### ACTIVITY A
From the comment thread, copy word for word the passage between "God gave us" and "was heart rendering.", inclusive.
### ACTIVITY B
In the comment thread, what product did Paul McCartney try to market?

### STUDY TEXT
=== Section Start ===


    Liked by 2 people

  4. Now how do we get the orca to compete on “Jeopardy!”? This is cute, and it’s important. I don’t believe in animal rights, but man has no right to hunt any animal into extinction. If these killer whales can be trained, maybe they can lead fisherman to better catches? Maybe they can be trained to help in search and rescue missions?
    President Trump should make it clear to the Japanese that we will no longer tolerate whaling of any sort: It is a SIN to hunt a whale and inflict a painful and grotesque death upon it, all so it can be sold for dog food!

    (In the meantime, the death of the Pacific Ocean due to Fukushima continues….)

    Liked by 1 person

    • Surely, Steven, you’ve not forgotten St Francis, who was able to have two way communication w/all the animals he encountered, and the many anecdotes how even a formerly angry & vicious animal would be quiet and calm in his presence? This was attested to many times when it happened, so it’s not ‘after the fact’ stuff.

      Animals, most especially the ones we make our companions –or I should better say, ‘allow us to be their companion’– are intimately entwined in all our lives. But we also consume them as part of our ‘normal’ diets, even though not a single animal species has humankind as part of its ‘normal’ diet!

      Liked by 2 people

      • I have read your comment and remembered the great St. Francis of Assissi, and my late mother had a similar charism: She could get birds to eat from the palm of her hand. Not all the time, of course, but a good deal of the time.
        Although I know the Trappist monks (as well as other orders) used to be vegetarian (except when hospitalized), I am not a vegetarian, for these reasons. First, WE are at the apex of the animal kingdom: God Commanded Adam to name all the animals. If anyone is going to tell me that a chicken, a frog, or even a chimpanzee has the equivalent ability and breadth and scope of cognition that a human being has, I am going to intellectually deconstruct that sentimental sap in short order: WE ALONE can abstract principles and reason, and we can do so BEYOND sense knowledge.
        Second, carnatine, an amino acid, is essential to good health and nutrition. Paul McCartney tried, some years back, to market vegetarian pet food, and he lost a lot of money. Why? Cats and dogs, as examples, need meat in their diet or they will die. Maybe a human can survive as a vegetarian, but, ultimately, his health will suffer. I have heard that “vegetarians live longer,” and I believe it is a myth.

        As far as your comment on animals “not making humans a part of their diet,” I would remind anyone, politely, of course, that some certain LIONS in Ancient Rome made Christians a part of THEIR diet. If you think a wolf, a big cat or a bear won’t attack a person and eat them, these attacks happen several times a year throughout the world.

        God gave us animals for our entertainment, our sense of wonderment, our companionship, and, Yes, for food. I am a proud meat-eater, and “veggie burgers” are an oxymoron to me!


  5. While living in SanDiego a friend of the family worked at Sea World and gave us a back of the scenes tour, We got to watch one big guy play fetch, by retrieving a rock the size of a quarter and bring it back to us. We got to pet his tongue, which he loved. All of the killer Whales we a sight to see, but we were told to keep in mind just how dangerous they are and indeed, there have been some deaths of trainers by their whales. It was heart rendering.
    Activist has pretty much got them shut down here so I am very happy someone is still keeping an eye on them for they are very intelligent. Wilkie seems to be thriving in his learning.
    A few years back we got to travel to Assisi and what a visit. I felt St Francis there. I would have loved to sit down with him and have a conversation. The stories and pictures depicting his life are wonderful. I would return in a minute,

    Liked by 1 person

  6. Too cool! Thank you for sharing this, Dr. Eowyn! ♥

    Liked by 1 person

  7. I love this community but I urge you all to read “Death at SeaWorld” – absolutely harrowing.
    If you are compassionate to animals it is a “must-read”.
    Not only is it a horror story on animal welfare but it is a damning commentary on Big Business especially huge multinats like BlackStone Group who have no moral compass at all.

=== Section End ===

### AVAILABLE DATA
=== Section Start ===

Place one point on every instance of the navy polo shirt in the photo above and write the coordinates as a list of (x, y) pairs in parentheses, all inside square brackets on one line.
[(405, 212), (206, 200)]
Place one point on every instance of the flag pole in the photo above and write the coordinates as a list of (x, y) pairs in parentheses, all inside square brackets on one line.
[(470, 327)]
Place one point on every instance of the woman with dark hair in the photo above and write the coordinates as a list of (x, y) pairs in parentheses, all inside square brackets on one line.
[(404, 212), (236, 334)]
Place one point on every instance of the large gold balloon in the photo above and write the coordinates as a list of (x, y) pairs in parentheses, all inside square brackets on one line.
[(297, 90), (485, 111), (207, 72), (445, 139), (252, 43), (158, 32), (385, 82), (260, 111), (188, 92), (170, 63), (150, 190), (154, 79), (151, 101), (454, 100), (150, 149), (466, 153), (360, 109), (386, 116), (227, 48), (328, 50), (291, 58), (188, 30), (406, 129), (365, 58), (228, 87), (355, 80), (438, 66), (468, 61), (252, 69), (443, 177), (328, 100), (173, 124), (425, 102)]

=== Section End ===

### EXERCISE RESULT A
God gave us animals for our entertainment, our sense of wonderment, our companionship, and, Yes, for food. I am a proud meat-eater, and “veggie burgers” are an oxymoron to me!


  5. While living in SanDiego a friend of the family worked at Sea World and gave us a back of the scenes tour, We got to watch one big guy play fetch, by retrieving a rock the size of a quarter and bring it back to us. We got to pet his tongue, which he loved. All of the killer Whales we a sight to see, but we were told to keep in mind just how dangerous they are and indeed, there have been some deaths of trainers by their whales. It was heart rendering.

### EXERCISE RESULT B
Vegetarian pet food.